Task objective: Nothing in the data may be altered; copy it all exactly.

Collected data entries
════
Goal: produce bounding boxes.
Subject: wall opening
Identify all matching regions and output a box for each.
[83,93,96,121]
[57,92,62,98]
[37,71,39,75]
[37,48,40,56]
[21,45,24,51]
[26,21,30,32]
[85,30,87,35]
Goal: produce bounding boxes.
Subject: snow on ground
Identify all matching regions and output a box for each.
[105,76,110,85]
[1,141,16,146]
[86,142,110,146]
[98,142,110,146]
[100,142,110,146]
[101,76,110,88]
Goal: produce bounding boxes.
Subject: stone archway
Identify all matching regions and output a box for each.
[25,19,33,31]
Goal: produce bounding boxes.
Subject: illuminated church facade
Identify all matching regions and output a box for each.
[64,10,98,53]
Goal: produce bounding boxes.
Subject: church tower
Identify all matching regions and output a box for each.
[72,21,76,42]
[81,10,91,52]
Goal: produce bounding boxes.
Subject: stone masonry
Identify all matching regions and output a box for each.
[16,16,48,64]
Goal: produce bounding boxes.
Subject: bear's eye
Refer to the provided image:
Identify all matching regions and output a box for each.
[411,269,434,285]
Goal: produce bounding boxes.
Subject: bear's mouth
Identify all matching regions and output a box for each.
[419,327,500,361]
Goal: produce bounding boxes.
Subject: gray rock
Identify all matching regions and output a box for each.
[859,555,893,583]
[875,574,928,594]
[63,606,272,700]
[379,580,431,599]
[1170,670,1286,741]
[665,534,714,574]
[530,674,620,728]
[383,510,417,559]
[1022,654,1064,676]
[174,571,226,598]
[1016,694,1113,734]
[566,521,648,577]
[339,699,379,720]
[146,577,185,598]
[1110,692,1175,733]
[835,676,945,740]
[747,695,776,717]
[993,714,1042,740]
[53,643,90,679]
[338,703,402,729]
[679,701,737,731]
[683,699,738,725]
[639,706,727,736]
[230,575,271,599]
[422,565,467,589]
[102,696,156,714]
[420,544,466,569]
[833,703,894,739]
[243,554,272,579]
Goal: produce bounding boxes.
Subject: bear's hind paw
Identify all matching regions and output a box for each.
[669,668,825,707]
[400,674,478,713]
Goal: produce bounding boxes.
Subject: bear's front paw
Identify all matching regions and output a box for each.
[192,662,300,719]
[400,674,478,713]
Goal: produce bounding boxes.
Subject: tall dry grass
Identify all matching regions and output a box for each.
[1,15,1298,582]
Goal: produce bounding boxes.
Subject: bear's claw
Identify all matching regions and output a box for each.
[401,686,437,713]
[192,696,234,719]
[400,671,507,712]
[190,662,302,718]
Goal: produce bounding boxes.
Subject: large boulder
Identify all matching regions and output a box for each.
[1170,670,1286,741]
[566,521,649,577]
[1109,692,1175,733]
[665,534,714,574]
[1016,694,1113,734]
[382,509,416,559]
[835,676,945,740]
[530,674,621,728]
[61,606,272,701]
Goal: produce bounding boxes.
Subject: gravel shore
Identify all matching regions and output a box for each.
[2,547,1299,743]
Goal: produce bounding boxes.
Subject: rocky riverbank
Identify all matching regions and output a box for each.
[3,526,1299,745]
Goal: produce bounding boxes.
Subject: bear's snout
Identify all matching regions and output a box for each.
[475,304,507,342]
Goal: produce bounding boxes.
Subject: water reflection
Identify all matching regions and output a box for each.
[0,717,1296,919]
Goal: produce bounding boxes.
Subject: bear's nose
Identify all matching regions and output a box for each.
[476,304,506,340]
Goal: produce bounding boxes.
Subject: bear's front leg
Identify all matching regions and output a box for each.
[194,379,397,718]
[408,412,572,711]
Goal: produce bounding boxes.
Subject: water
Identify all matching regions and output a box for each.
════
Result below:
Goal: produce bounding boxes.
Subject: wall opening
Identify all matching regions and output a box for each.
[83,93,96,121]
[57,92,62,98]
[37,71,39,75]
[37,48,40,56]
[21,45,24,51]
[26,21,30,32]
[85,30,87,35]
Goal: produce bounding boxes.
Subject: snow on ground
Identify all matching regions and output a box for each.
[105,76,110,85]
[1,141,16,146]
[86,142,110,146]
[98,142,110,146]
[100,142,110,146]
[101,76,110,88]
Goal: produce bounding boxes.
Subject: stone archway
Identify all matching regions and output a box for each.
[25,19,33,31]
Goal: produce bounding boxes.
Subject: illuminated church facade
Identify all matching regions and output a box for each.
[64,10,98,53]
Goal: produce bounding boxes.
Subject: church tower
Identify all matching regions and output a box for each.
[72,21,76,42]
[81,10,91,52]
Goal: produce bounding boxes.
Subject: stone masonry
Identify all matching regions and output a box for each.
[16,16,48,64]
Goal: produce bounding boxes.
Subject: bear's eye
Refer to the provided image:
Identify all matching regions and output a box for each.
[411,269,434,285]
Goal: produce bounding boxes.
Subject: bear's mouth
Identify all matching regions and output a box for each.
[419,327,500,361]
Goal: produce bounding boxes.
Subject: gray rock
Identify all matching regions and output a box for each.
[859,555,893,583]
[875,574,928,594]
[63,606,272,700]
[379,580,431,599]
[1170,670,1286,741]
[665,534,714,574]
[530,674,620,728]
[383,510,417,559]
[1022,654,1064,676]
[174,571,226,598]
[1016,694,1113,734]
[566,521,648,577]
[339,699,379,720]
[146,577,185,598]
[1110,692,1175,733]
[835,676,945,740]
[747,695,776,717]
[993,714,1042,740]
[53,643,90,679]
[338,703,402,729]
[679,701,737,731]
[683,699,738,725]
[639,706,727,736]
[230,575,271,599]
[422,565,467,589]
[102,696,156,714]
[420,544,466,569]
[833,703,894,739]
[243,554,272,579]
Goal: produce bounding boxes.
Subject: bear's hind paw
Identify all matching regions and output a box for each.
[669,668,825,707]
[400,674,478,713]
Goal: produce bounding boxes.
Subject: bear's front paw
Identify all matching regions and output a box for each.
[192,662,300,719]
[400,674,478,713]
Goal: produce bounding boxes.
Subject: tall dry grass
Identify all matching regions and output a box for each.
[1,15,1298,582]
Goal: produce bounding boxes.
Subject: bear's claw
Identify all matching regions and output a box for each.
[401,686,437,713]
[192,696,234,719]
[400,671,507,712]
[190,662,302,718]
Goal: produce bounding boxes.
Subject: large boulder
Identify all matching regions and output a box for each.
[1170,670,1286,741]
[566,521,649,577]
[1109,692,1175,733]
[665,534,714,574]
[1016,694,1113,734]
[382,509,416,559]
[835,676,945,740]
[530,674,621,728]
[61,606,272,701]
Goal: produce bounding boxes.
Subject: gravel shore
Identify all matching regions and output a box for each.
[2,547,1299,743]
Goal: produce bounding boxes.
Subject: rocky riverbank
Identify all matching regions and output a box for each.
[3,526,1299,745]
Goal: produce bounding boxes.
Subject: bear's snout
Identify all matching regions and output a box for each.
[475,304,507,342]
Goal: produce bounding boxes.
Subject: water reflection
Identify all matching regions and output a box for each.
[0,717,1296,919]
Goal: produce bounding boxes.
Subject: bear's nose
Identify all matching regions and output a box for each.
[476,304,506,340]
Goal: produce bounding boxes.
Subject: bear's front leg
Identify all matching regions and output a box for each.
[194,379,397,718]
[408,412,572,711]
Goal: produce bounding boxes.
Subject: water
Identify all matching regions and output a box for each.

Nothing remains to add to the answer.